▸ **REQUIREMENTS**:
(A) From the PyTorch gradients excerpt, translate the comment sentence "Keep gradient for non-leaf node" into Spanish.
(B) Write out every line of the rows, omitting any pictures, as a JSON list of strings with one string per line and no blank lines.
[START SELECTED EXCERPT]
Retaining Gradients for Non-Leaf Nodes¶

import torch

x = torch.tensor([2.0], requires_grad=True)
y = x ** 2
y.retain_grad()  # Keep gradient for non-leaf node

z = y ** 3
z.backward()

print(f"x.grad: {x.grad}")  # Leaf - always available
print(f"y.grad: {y.grad}")  # Non-leaf - available due to retain_grad()

Gradient Descent Example¶

Simple Linear Regression¶

import torch
import matplotlib.pyplot as plt

# Generate synthetic data: y = 2x + 1
torch.manual_seed(42)
x_data = torch.randn(100, 1)
y_true = 2 * x_data + 1 + torch.randn(100, 1) * 0.1

# Initialize parameters
w = torch.randn(1, requires_grad=True)
b = torch.randn(1, requires_grad=True)

# Training loop
learning_rate = 0.01
epochs = 100
losses = []

for epoch in range(epochs):
    # Forward pass
    y_pred = w * x_data + b

    # Compute loss (Mean Squared Error)
    loss = ((y_pred - y_true) ** 2).mean()
    losses.append(loss.item())

    # Backward pass
    loss.backward()

    # Update parameters
    with torch.no_grad():
        w -= learning_rate * w.grad
        b -= learning_rate * b.grad

    # Zero gradients
    w.grad.zero_()
    b.grad.zero_()

    if (epoch + 1) % 20 == 0:
        print(f"Epoch {epoch+1}, Loss: {loss.item():.4f}, w: {w.item():.4f}, b: {b.item():.4f}")

print(f"\nFinal: w = {w.item():.4f}, b = {b.item():.4f}")
print(f"True: w = 2.0000, b = 1.0000")

Visualizing Gradient Descent¶

import torch
import numpy as np
import matplotlib.pyplot as plt

# Function: f(x) = x²
x_range = np.linspace(-5, 5, 100)
y_range = x_range ** 2

# Gradient descent
x = torch.tensor([-4.0], requires_grad=True)
learning_rate = 0.1
steps = 20

x_history = [x.item()]

for step in range(steps):
    y = x ** 2
    y.backward()

    with torch.no_grad():
        x -= learning_rate * x.grad
    x.grad.zero_()

    x_history.append(x.item())

print(f"Start: x = -4.0")
print(f"End: x = {x.item():.4f}")
print(f"Optimum: x = 0.0")

Higher-Order Gradients¶

Second Derivatives¶

import torch

x = torch.tensor([2.0], requires_grad=True)
[END SELECTED EXCERPT]
[START RECORDS SHOWN]
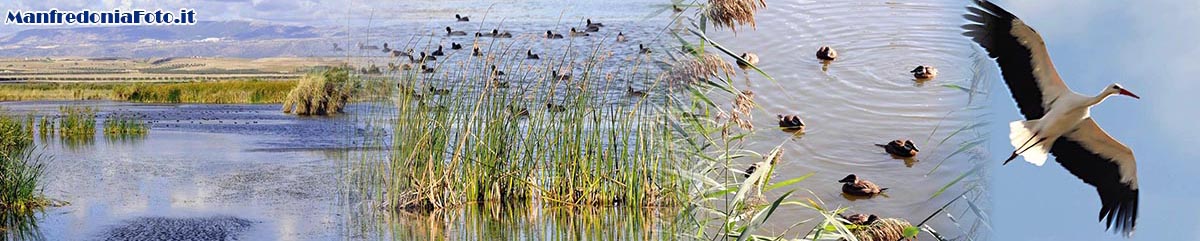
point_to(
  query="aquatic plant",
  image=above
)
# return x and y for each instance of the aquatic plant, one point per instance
[END RECORDS SHOWN]
▸ **ANSWERS FOR THE TASKS**:
(A) Conserva el gradiente del nodo no hoja.

(B)
[
  "point_to(",
  "  query=\"aquatic plant\",",
  "  image=above",
  ")",
  "# return x and y for each instance of the aquatic plant, one point per instance"
]